_Work item_
Repeat every line that appears below, with nothing altered.

_Material for the task_
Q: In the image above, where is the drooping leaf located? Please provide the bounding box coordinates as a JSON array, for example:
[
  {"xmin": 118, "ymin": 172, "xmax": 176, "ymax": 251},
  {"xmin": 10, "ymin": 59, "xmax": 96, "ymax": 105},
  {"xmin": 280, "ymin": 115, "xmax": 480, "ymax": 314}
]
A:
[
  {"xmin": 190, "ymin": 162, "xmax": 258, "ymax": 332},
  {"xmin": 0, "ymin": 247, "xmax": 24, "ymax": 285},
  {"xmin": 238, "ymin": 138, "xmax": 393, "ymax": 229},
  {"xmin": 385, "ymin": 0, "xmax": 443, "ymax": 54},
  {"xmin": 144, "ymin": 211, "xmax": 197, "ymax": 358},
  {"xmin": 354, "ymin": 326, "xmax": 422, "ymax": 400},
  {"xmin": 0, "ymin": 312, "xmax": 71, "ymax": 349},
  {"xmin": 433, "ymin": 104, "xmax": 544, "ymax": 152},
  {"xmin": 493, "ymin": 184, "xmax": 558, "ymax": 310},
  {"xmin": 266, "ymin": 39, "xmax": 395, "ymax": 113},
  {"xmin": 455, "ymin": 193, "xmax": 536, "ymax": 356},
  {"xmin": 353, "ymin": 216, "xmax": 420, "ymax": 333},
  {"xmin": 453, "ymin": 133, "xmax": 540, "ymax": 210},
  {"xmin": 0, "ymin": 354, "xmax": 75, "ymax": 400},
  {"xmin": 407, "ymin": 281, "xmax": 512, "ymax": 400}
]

_Solution_
Q: In the image above, where is the drooping leaf located? Please provide the bounding box coordinates as a JSON array, for example:
[
  {"xmin": 118, "ymin": 172, "xmax": 176, "ymax": 251},
  {"xmin": 10, "ymin": 59, "xmax": 96, "ymax": 105},
  {"xmin": 280, "ymin": 115, "xmax": 480, "ymax": 314}
]
A:
[
  {"xmin": 190, "ymin": 162, "xmax": 258, "ymax": 332},
  {"xmin": 0, "ymin": 247, "xmax": 24, "ymax": 285},
  {"xmin": 238, "ymin": 138, "xmax": 393, "ymax": 229},
  {"xmin": 385, "ymin": 0, "xmax": 443, "ymax": 54},
  {"xmin": 144, "ymin": 211, "xmax": 197, "ymax": 358},
  {"xmin": 354, "ymin": 326, "xmax": 422, "ymax": 400},
  {"xmin": 0, "ymin": 312, "xmax": 71, "ymax": 349},
  {"xmin": 433, "ymin": 104, "xmax": 544, "ymax": 152},
  {"xmin": 493, "ymin": 184, "xmax": 558, "ymax": 310},
  {"xmin": 266, "ymin": 39, "xmax": 395, "ymax": 113},
  {"xmin": 455, "ymin": 193, "xmax": 536, "ymax": 356},
  {"xmin": 353, "ymin": 216, "xmax": 420, "ymax": 333},
  {"xmin": 453, "ymin": 133, "xmax": 540, "ymax": 210},
  {"xmin": 0, "ymin": 354, "xmax": 75, "ymax": 400},
  {"xmin": 407, "ymin": 281, "xmax": 512, "ymax": 400}
]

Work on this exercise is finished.